Show every line of the material below that contains the string "positive".

Data listing START

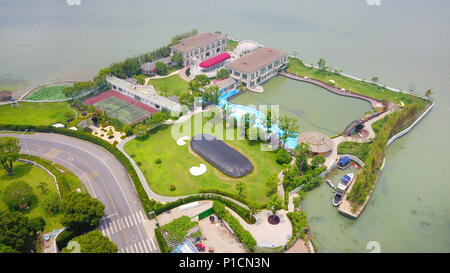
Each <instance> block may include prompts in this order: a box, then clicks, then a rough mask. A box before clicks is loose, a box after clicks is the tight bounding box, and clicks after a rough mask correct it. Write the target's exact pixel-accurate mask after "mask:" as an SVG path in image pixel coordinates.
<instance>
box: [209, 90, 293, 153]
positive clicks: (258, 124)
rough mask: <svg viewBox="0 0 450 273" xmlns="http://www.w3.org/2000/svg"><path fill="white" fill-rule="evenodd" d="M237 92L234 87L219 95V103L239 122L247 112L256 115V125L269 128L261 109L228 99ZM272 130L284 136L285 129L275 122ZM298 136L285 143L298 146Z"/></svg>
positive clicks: (247, 113) (276, 133)
mask: <svg viewBox="0 0 450 273" xmlns="http://www.w3.org/2000/svg"><path fill="white" fill-rule="evenodd" d="M237 93H239V90H238V89H234V90H232V91H228V92H223V93H222V94H221V95H220V96H219V100H218V102H217V105H219V106H220V107H222V108H223V109H227V110H228V111H231V112H232V114H231V116H232V117H234V118H236V119H237V120H238V122H239V121H240V120H241V119H242V117H244V116H245V114H250V115H254V116H255V117H256V122H255V126H256V127H258V128H261V129H264V130H266V129H267V128H266V124H265V120H266V117H265V115H264V113H262V112H260V111H259V110H257V109H255V108H252V107H249V106H245V105H240V104H233V103H230V102H229V101H228V99H229V98H230V97H232V96H234V95H236V94H237ZM271 131H272V132H274V133H276V134H278V136H282V135H283V134H284V131H283V130H281V129H280V128H279V127H278V125H276V124H274V125H273V126H272V128H271ZM297 136H298V134H296V135H295V136H294V137H290V138H288V139H287V140H286V142H285V143H284V145H285V146H286V147H287V148H289V149H294V148H295V147H296V146H297Z"/></svg>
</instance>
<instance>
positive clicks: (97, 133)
mask: <svg viewBox="0 0 450 273" xmlns="http://www.w3.org/2000/svg"><path fill="white" fill-rule="evenodd" d="M90 128H91V129H92V134H93V135H94V136H97V137H99V138H101V139H104V140H106V141H108V142H109V143H111V144H113V143H114V141H117V143H120V142H121V141H122V140H123V139H120V137H121V136H124V135H125V133H124V132H116V131H115V129H114V127H112V126H110V125H108V126H106V127H103V128H100V127H96V126H91V127H90ZM102 129H105V130H106V132H104V131H102ZM109 129H112V130H113V132H114V134H113V136H114V137H113V138H111V139H109V138H108V131H109ZM102 134H103V136H101V135H102Z"/></svg>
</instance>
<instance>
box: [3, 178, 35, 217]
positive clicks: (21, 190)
mask: <svg viewBox="0 0 450 273" xmlns="http://www.w3.org/2000/svg"><path fill="white" fill-rule="evenodd" d="M2 200H3V201H4V202H5V203H6V204H7V205H8V207H9V209H10V210H22V209H25V208H27V207H28V206H30V205H31V204H32V203H33V202H34V201H36V196H35V195H34V194H33V188H31V187H30V185H28V184H27V183H25V182H23V181H17V182H13V183H11V184H9V185H8V186H7V187H6V189H5V191H4V192H3V194H2Z"/></svg>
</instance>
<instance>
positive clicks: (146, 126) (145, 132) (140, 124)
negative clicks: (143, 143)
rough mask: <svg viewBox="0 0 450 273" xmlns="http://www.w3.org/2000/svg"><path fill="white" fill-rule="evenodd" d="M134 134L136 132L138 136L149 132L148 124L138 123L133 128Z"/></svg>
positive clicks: (136, 135)
mask: <svg viewBox="0 0 450 273" xmlns="http://www.w3.org/2000/svg"><path fill="white" fill-rule="evenodd" d="M133 134H135V135H136V136H137V137H143V136H145V135H146V134H147V126H145V125H144V124H138V125H136V127H134V129H133Z"/></svg>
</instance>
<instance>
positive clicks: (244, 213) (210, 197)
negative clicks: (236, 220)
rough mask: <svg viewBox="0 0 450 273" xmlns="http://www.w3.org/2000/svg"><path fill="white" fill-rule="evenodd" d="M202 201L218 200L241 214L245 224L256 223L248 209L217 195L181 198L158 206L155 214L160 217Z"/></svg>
mask: <svg viewBox="0 0 450 273" xmlns="http://www.w3.org/2000/svg"><path fill="white" fill-rule="evenodd" d="M200 200H218V201H220V202H221V203H223V204H226V205H227V207H229V208H230V209H232V210H234V211H235V212H236V213H237V214H239V216H241V218H242V219H244V220H245V222H247V223H249V224H254V223H255V222H256V219H255V218H254V217H250V211H249V210H248V209H246V208H243V207H241V206H239V205H238V204H236V203H235V202H233V201H231V200H229V199H226V198H224V197H221V196H219V195H215V194H199V195H192V196H188V197H186V198H181V199H178V200H176V201H173V202H169V203H166V204H163V205H159V206H157V208H155V213H156V215H160V214H161V213H163V212H165V211H166V210H170V209H173V208H176V207H179V206H181V205H184V204H188V203H192V202H195V201H200Z"/></svg>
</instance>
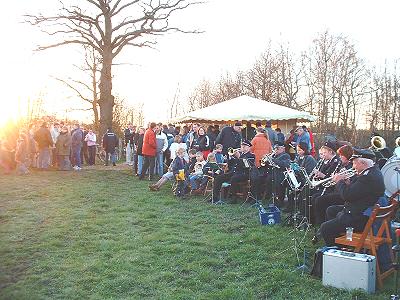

Data listing END

### Finished exercise:
positive clicks: (258, 124)
positive clicks: (247, 113) (276, 133)
positive clicks: (97, 133)
positive clicks: (21, 190)
positive clicks: (146, 126) (145, 132) (140, 124)
positive clicks: (136, 135)
positive clicks: (244, 213) (210, 197)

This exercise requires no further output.